* [Given records]
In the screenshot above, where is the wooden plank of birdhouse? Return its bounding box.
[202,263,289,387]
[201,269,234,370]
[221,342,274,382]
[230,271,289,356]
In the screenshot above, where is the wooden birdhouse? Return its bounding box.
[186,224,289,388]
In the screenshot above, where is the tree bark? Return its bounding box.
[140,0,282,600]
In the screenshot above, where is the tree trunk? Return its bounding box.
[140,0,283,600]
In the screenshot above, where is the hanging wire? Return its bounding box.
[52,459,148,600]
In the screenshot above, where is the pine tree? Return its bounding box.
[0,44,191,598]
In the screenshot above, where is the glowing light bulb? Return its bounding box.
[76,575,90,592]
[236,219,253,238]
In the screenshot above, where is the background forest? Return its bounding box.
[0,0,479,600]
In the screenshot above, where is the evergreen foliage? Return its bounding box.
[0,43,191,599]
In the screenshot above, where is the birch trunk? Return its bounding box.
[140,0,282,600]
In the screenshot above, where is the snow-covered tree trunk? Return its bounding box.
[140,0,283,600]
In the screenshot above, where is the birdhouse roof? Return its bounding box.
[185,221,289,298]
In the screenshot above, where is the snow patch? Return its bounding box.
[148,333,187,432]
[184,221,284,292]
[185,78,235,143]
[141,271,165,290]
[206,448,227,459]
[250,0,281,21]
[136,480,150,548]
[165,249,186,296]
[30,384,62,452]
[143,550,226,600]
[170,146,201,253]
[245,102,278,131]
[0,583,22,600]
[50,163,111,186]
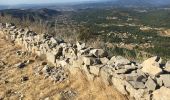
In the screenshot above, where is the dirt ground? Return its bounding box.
[0,32,127,100]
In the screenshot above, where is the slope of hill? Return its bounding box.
[0,8,61,21]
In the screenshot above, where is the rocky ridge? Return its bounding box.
[0,23,170,100]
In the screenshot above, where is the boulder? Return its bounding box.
[83,57,101,65]
[112,77,128,95]
[46,52,56,65]
[15,62,26,68]
[129,81,145,89]
[108,56,130,66]
[164,61,170,72]
[89,65,103,76]
[142,56,162,76]
[125,81,147,100]
[100,57,109,64]
[90,49,108,58]
[152,87,170,100]
[100,66,113,85]
[125,73,146,82]
[160,74,170,88]
[76,42,86,51]
[145,77,157,91]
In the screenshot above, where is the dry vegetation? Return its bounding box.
[0,31,126,100]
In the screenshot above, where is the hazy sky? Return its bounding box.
[0,0,104,5]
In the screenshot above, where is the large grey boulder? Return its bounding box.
[83,57,101,65]
[76,42,86,51]
[152,87,170,100]
[160,74,170,88]
[129,81,145,89]
[89,65,103,76]
[142,56,162,76]
[90,49,108,58]
[112,77,128,95]
[145,77,157,91]
[46,52,56,65]
[108,56,130,66]
[100,57,109,64]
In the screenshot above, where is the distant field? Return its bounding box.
[0,8,170,59]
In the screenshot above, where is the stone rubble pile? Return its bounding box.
[0,23,170,100]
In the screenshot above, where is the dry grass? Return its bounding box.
[0,31,126,100]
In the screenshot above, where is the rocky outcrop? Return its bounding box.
[0,23,170,100]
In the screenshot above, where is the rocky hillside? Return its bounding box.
[0,8,61,21]
[0,23,170,100]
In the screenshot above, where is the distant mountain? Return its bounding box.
[109,0,170,7]
[0,8,61,21]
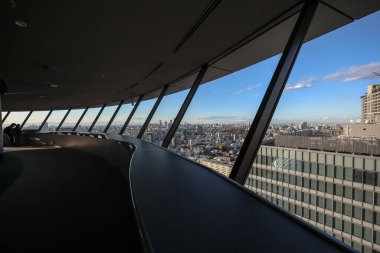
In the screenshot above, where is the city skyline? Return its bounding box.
[1,12,380,125]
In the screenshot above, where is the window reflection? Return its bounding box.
[92,105,117,133]
[42,110,67,132]
[169,56,279,176]
[142,89,189,145]
[76,107,101,132]
[3,111,29,128]
[123,98,157,137]
[59,109,85,131]
[22,111,49,130]
[107,104,133,134]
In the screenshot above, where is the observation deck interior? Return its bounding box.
[0,0,380,253]
[0,147,141,252]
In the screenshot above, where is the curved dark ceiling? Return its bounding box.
[0,0,380,110]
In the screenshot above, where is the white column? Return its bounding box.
[0,94,4,160]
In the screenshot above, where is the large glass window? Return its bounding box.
[123,98,157,137]
[107,104,133,134]
[142,90,189,145]
[59,109,84,131]
[22,111,49,130]
[169,56,280,175]
[42,110,67,132]
[76,107,101,132]
[3,112,29,128]
[92,105,117,133]
[246,12,380,251]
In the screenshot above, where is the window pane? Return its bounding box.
[246,12,380,252]
[43,110,67,131]
[91,105,118,133]
[169,56,280,175]
[59,109,84,131]
[142,90,189,145]
[22,111,49,130]
[76,107,101,132]
[3,112,29,128]
[123,98,157,137]
[107,104,133,134]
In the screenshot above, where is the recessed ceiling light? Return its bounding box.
[15,20,28,28]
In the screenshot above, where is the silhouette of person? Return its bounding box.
[13,124,21,146]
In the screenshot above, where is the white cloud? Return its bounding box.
[323,62,380,82]
[234,85,253,95]
[193,115,252,123]
[285,78,316,91]
[285,62,380,91]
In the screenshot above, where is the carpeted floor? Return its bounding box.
[0,148,141,253]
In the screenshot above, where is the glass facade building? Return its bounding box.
[245,146,380,252]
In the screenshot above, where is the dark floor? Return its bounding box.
[0,148,141,253]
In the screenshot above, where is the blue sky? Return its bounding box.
[155,12,380,123]
[5,11,380,124]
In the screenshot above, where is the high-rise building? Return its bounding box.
[361,84,380,124]
[246,146,380,252]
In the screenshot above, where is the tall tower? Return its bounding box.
[361,84,380,124]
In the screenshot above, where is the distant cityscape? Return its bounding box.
[5,80,380,252]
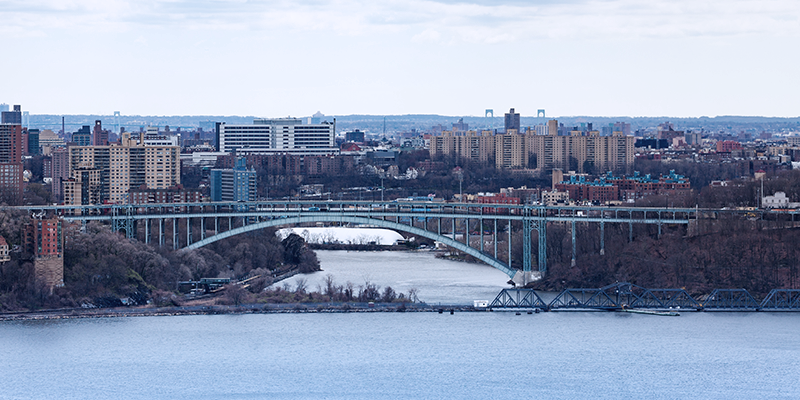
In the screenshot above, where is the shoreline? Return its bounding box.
[0,303,487,322]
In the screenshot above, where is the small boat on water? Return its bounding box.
[620,308,681,317]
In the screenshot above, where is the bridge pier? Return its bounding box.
[600,221,606,256]
[492,218,497,258]
[172,218,180,250]
[511,270,542,287]
[570,219,577,267]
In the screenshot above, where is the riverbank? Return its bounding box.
[0,303,487,321]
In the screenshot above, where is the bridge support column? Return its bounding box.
[570,219,577,267]
[628,221,633,242]
[522,218,533,272]
[538,219,547,278]
[600,221,606,256]
[508,220,511,268]
[478,218,483,253]
[492,218,497,258]
[464,218,469,246]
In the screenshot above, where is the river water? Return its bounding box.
[0,252,800,399]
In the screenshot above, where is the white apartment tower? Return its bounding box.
[219,118,339,156]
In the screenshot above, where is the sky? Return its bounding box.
[0,0,800,117]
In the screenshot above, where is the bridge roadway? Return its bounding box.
[17,200,795,283]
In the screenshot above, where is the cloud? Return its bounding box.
[0,0,800,43]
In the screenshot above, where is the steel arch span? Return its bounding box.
[185,214,519,278]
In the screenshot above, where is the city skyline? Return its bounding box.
[0,0,800,117]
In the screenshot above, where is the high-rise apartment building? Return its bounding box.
[61,166,103,206]
[92,121,108,146]
[0,105,22,126]
[72,125,92,146]
[25,129,41,156]
[430,120,634,172]
[64,132,180,204]
[50,147,69,203]
[209,157,256,201]
[24,218,64,292]
[217,118,339,155]
[505,108,519,133]
[0,121,24,205]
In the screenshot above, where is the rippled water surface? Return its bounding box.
[0,312,800,399]
[0,252,800,400]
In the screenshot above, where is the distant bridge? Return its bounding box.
[16,200,796,283]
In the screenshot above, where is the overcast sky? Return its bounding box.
[0,0,800,117]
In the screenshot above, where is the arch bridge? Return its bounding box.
[15,200,744,282]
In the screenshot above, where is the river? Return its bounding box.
[0,252,800,400]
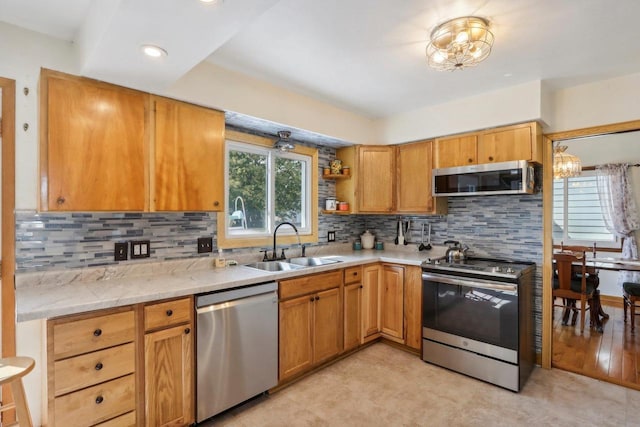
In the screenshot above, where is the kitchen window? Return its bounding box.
[553,171,621,249]
[218,132,317,247]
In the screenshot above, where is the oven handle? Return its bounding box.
[422,273,518,292]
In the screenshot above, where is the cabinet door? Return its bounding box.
[40,72,149,211]
[279,295,314,381]
[362,265,380,342]
[404,266,422,350]
[144,324,194,426]
[344,282,362,351]
[433,135,478,169]
[380,265,404,342]
[396,141,446,214]
[478,125,532,163]
[153,97,224,211]
[357,146,395,212]
[313,288,342,364]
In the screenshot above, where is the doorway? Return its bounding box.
[543,121,640,389]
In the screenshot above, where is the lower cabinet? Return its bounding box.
[279,270,343,381]
[361,264,382,343]
[381,264,404,344]
[144,298,194,426]
[47,307,138,426]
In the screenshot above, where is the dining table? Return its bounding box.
[562,257,640,332]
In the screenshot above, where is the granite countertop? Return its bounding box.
[16,246,446,322]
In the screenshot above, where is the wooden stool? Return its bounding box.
[0,357,36,427]
[622,282,640,331]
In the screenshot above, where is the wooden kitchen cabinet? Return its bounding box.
[152,96,224,211]
[396,141,447,215]
[404,265,422,352]
[433,122,542,168]
[357,145,396,213]
[344,266,362,351]
[144,297,195,426]
[279,270,343,381]
[381,264,404,344]
[361,264,382,343]
[47,307,139,426]
[40,70,149,211]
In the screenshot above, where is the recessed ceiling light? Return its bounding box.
[140,44,168,58]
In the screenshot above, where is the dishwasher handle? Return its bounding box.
[196,282,278,309]
[196,291,278,316]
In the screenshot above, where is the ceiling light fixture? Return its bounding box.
[553,144,582,179]
[427,16,493,71]
[273,130,296,152]
[140,44,168,58]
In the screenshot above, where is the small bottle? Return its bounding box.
[215,248,227,268]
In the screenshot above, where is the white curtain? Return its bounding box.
[596,163,640,284]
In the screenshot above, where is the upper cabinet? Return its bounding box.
[40,70,148,211]
[152,97,224,211]
[336,141,447,214]
[40,70,224,211]
[433,122,542,168]
[396,141,447,214]
[357,145,396,213]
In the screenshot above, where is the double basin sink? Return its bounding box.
[246,257,340,271]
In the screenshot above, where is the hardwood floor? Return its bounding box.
[552,305,640,390]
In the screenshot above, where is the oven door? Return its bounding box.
[422,273,518,363]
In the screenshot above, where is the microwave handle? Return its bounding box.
[422,273,518,292]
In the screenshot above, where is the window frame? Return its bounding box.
[551,168,622,252]
[217,130,318,248]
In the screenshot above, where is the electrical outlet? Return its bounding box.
[130,240,151,259]
[113,242,128,261]
[198,237,213,254]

* [Set problem] Please output the data as a Markdown table with columns Row and Line, starting with the line containing "In the screenshot above, where is the bridge pier?" and going on through the line containing "[0,121,24,205]", both included, with blank lines left out.

* [Complete output]
| Row | Line |
|---|---|
| 1 | In the screenshot above, where is the bridge pier? Return its bounding box. |
| 2 | [600,221,606,256] |
| 3 | [492,218,497,258] |
| 4 | [172,218,180,250] |
| 5 | [511,270,542,287] |
| 6 | [570,219,577,267] |
| 7 | In the screenshot above, where is the riverbank? Return its bounding box. |
| 8 | [0,303,487,321] |
| 9 | In the screenshot above, where is the bridge support column? Return its bounding box. |
| 10 | [570,219,577,267] |
| 11 | [628,221,633,242] |
| 12 | [522,218,533,272] |
| 13 | [538,219,547,278] |
| 14 | [600,221,606,256] |
| 15 | [508,220,511,268] |
| 16 | [478,218,483,253] |
| 17 | [492,218,497,258] |
| 18 | [464,218,469,246] |
| 19 | In the screenshot above, where is the river water? Return its bounding box. |
| 20 | [0,252,800,399] |
| 21 | In the screenshot above, where is the white apartment tower? Return its bounding box. |
| 22 | [219,118,339,156] |
| 23 | In the screenshot above, where is the sky? Return its bounding box. |
| 24 | [0,0,800,117] |
| 25 | In the screenshot above, where is the bridge roadway? Return its bounding box. |
| 26 | [17,200,795,283] |
| 27 | In the screenshot above, where is the cloud? Return its bounding box. |
| 28 | [0,0,800,43] |
| 29 | In the screenshot above, where is the steel arch span? Return its bounding box. |
| 30 | [185,214,519,278] |
| 31 | In the screenshot above, where is the city skyline? Return its bounding box. |
| 32 | [0,0,800,117] |
| 33 | In the screenshot above, where is the high-rise apartment building? Return its bounding box. |
| 34 | [61,166,103,206] |
| 35 | [92,121,108,146] |
| 36 | [0,105,22,126] |
| 37 | [72,125,92,146] |
| 38 | [25,129,41,156] |
| 39 | [430,120,634,172] |
| 40 | [64,132,180,204] |
| 41 | [50,147,69,203] |
| 42 | [209,157,256,201] |
| 43 | [24,218,64,292] |
| 44 | [217,118,339,155] |
| 45 | [505,108,519,133] |
| 46 | [0,121,24,205] |